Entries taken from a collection
****
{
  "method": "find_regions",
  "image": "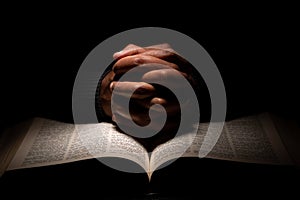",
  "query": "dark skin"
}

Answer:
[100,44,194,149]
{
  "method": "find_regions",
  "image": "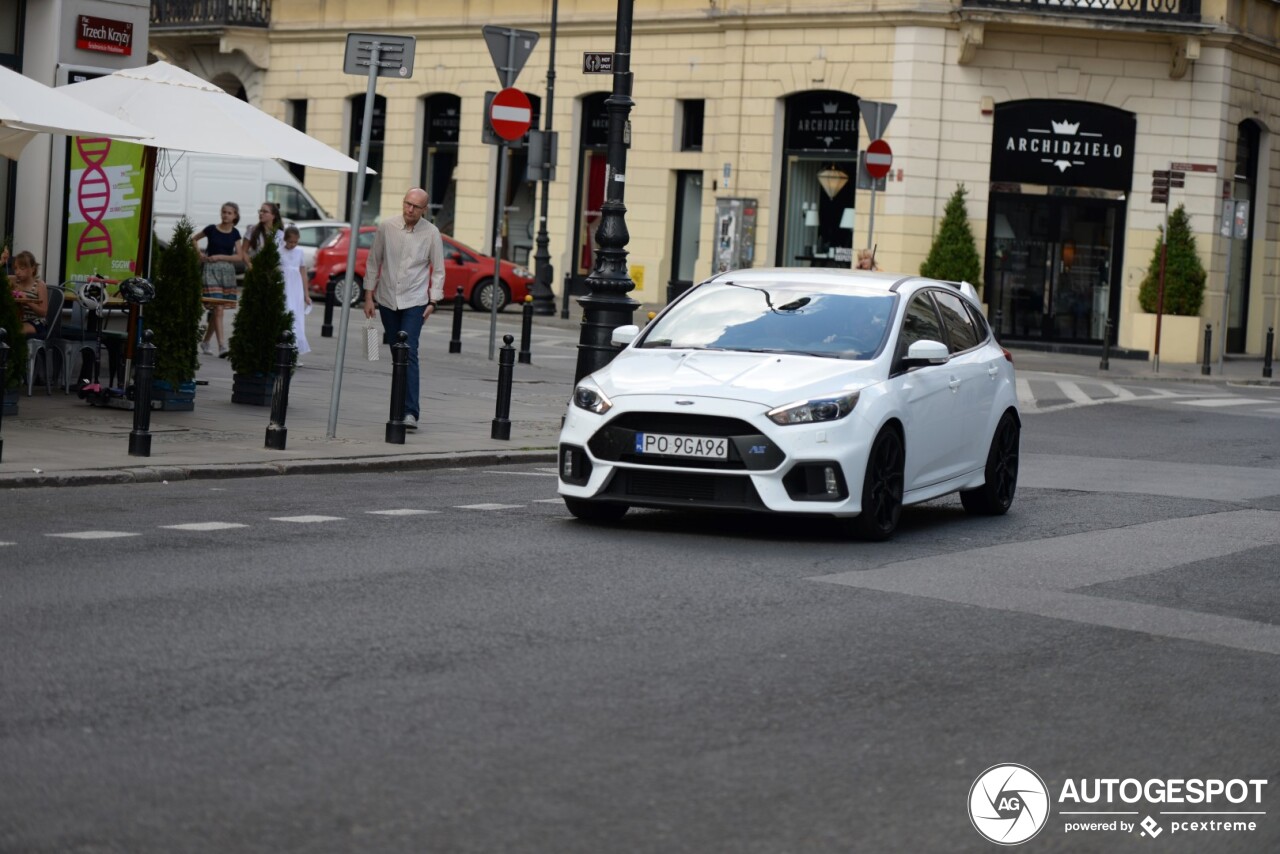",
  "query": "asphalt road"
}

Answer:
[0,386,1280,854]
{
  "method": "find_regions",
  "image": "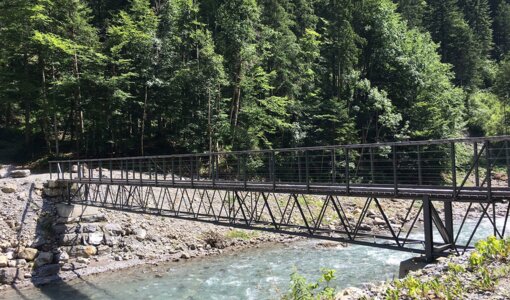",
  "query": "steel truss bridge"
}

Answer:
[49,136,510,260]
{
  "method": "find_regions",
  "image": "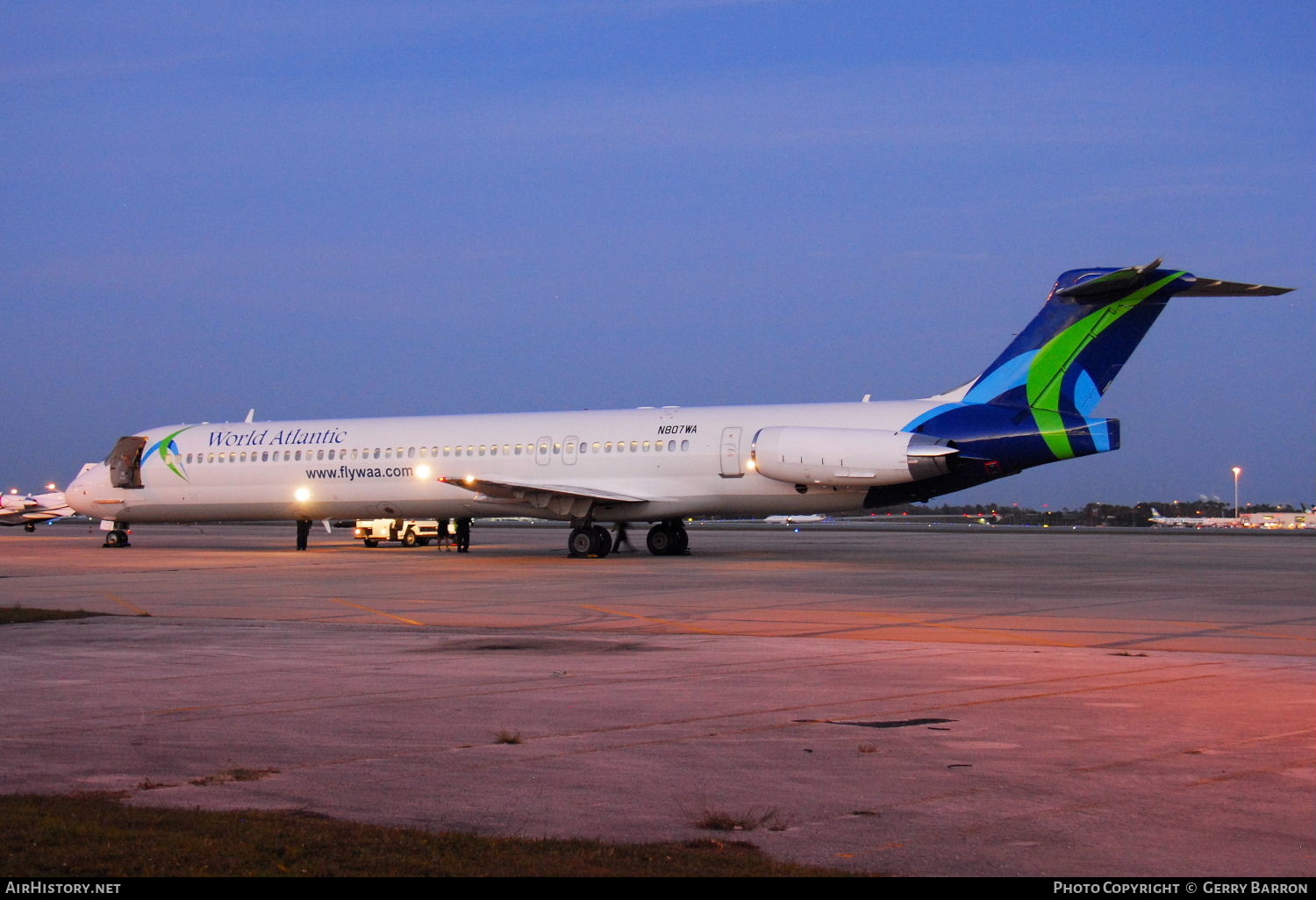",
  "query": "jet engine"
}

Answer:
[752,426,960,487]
****
*TASK:*
Return every line in the entries above that contains the string "query".

*FINAL RESULT:*
  "query": "dark skin"
  "query": "asphalt road"
  "query": "steel truss bridge"
  "query": "jet engine"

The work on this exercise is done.